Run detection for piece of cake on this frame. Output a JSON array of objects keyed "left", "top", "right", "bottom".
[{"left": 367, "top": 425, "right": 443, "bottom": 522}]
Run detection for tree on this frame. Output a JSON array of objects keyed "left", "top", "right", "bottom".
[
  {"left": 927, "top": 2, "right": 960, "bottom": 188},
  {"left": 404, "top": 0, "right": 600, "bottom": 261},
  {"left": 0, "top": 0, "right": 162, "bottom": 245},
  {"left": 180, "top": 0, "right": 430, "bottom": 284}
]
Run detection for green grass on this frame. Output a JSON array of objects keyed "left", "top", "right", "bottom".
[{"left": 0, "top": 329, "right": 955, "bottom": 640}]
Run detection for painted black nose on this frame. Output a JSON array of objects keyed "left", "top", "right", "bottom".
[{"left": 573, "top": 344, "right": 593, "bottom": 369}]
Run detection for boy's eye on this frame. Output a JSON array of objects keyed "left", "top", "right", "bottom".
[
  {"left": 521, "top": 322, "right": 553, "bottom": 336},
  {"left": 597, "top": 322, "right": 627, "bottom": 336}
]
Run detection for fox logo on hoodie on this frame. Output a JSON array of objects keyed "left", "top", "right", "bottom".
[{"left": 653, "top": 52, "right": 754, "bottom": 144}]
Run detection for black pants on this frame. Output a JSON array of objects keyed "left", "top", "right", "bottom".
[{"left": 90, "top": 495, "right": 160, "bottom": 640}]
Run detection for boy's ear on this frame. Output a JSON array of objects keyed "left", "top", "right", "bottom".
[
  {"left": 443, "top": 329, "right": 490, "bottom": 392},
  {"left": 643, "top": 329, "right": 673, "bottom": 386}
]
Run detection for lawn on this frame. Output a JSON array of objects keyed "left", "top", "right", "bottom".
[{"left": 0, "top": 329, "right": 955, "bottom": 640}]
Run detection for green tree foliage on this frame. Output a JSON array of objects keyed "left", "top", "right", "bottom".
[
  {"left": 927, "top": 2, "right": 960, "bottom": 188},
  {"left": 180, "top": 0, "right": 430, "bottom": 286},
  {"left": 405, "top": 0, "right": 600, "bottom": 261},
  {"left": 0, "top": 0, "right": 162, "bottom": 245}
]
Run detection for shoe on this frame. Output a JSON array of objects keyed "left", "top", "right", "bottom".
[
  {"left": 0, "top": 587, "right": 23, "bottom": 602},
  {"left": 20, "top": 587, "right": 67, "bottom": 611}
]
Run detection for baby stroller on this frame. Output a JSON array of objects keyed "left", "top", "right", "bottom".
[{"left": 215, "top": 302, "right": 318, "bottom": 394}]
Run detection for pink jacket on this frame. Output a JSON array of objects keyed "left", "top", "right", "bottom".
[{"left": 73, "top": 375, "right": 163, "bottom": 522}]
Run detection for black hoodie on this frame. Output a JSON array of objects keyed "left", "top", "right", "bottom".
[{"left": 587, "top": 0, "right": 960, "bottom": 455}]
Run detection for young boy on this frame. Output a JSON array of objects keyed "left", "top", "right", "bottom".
********
(Task details):
Tally the lines in the records above that contain the string "black", counting only matches with the same case. How many are there? Reply with the number alone.

(Result):
3